*** Block opens ***

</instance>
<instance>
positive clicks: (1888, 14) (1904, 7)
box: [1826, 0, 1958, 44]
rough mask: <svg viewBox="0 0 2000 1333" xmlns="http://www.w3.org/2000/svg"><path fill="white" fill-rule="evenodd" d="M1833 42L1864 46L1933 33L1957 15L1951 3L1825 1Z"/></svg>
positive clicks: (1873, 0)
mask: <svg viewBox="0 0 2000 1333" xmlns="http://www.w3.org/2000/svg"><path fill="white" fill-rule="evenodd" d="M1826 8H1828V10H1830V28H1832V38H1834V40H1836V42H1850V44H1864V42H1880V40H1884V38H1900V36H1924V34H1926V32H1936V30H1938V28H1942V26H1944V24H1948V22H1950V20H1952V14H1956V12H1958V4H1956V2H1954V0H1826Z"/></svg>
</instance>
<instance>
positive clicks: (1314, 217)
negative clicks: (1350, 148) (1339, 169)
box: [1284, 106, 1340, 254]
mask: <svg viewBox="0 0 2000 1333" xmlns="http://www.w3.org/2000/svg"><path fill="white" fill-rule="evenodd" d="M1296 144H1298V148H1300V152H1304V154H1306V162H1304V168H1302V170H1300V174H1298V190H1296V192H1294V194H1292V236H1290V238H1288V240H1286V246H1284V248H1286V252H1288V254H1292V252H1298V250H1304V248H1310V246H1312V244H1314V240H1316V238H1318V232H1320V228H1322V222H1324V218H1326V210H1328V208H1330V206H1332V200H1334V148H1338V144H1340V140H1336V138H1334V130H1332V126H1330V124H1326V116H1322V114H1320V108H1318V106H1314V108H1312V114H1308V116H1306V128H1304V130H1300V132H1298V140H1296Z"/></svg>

*** Block closes ***

→ **PROBLEM**:
Copy out every line of the data above verbatim.

→ **RESPONSE TO THE EXERCISE**:
</instance>
<instance>
positive clicks: (1888, 14) (1904, 7)
box: [1826, 0, 1958, 44]
rough mask: <svg viewBox="0 0 2000 1333" xmlns="http://www.w3.org/2000/svg"><path fill="white" fill-rule="evenodd" d="M1833 42L1864 46L1933 33L1957 15L1951 3L1825 1Z"/></svg>
positive clicks: (1873, 0)
mask: <svg viewBox="0 0 2000 1333" xmlns="http://www.w3.org/2000/svg"><path fill="white" fill-rule="evenodd" d="M1826 8H1828V10H1830V28H1832V38H1834V40H1836V42H1850V44H1864V42H1880V40H1884V38H1900V36H1924V34H1926V32H1936V30H1938V28H1942V26H1944V24H1948V22H1950V20H1952V14H1956V12H1958V4H1956V2H1954V0H1826Z"/></svg>
</instance>
<instance>
positive clicks: (1314, 217)
negative clicks: (1350, 148) (1339, 169)
box: [1284, 106, 1340, 254]
mask: <svg viewBox="0 0 2000 1333" xmlns="http://www.w3.org/2000/svg"><path fill="white" fill-rule="evenodd" d="M1296 144H1298V148H1300V152H1304V154H1306V162H1304V168H1302V170H1300V174H1298V190H1296V192H1294V194H1292V236H1290V238H1288V240H1286V246H1284V248H1286V252H1288V254H1292V252H1298V250H1304V248H1310V246H1312V244H1314V240H1316V238H1318V232H1320V228H1322V222H1324V218H1326V210H1328V208H1330V206H1332V200H1334V148H1338V144H1340V140H1336V138H1334V130H1332V126H1330V124H1326V116H1322V114H1320V108H1318V106H1314V108H1312V114H1308V116H1306V128H1304V130H1300V132H1298V140H1296Z"/></svg>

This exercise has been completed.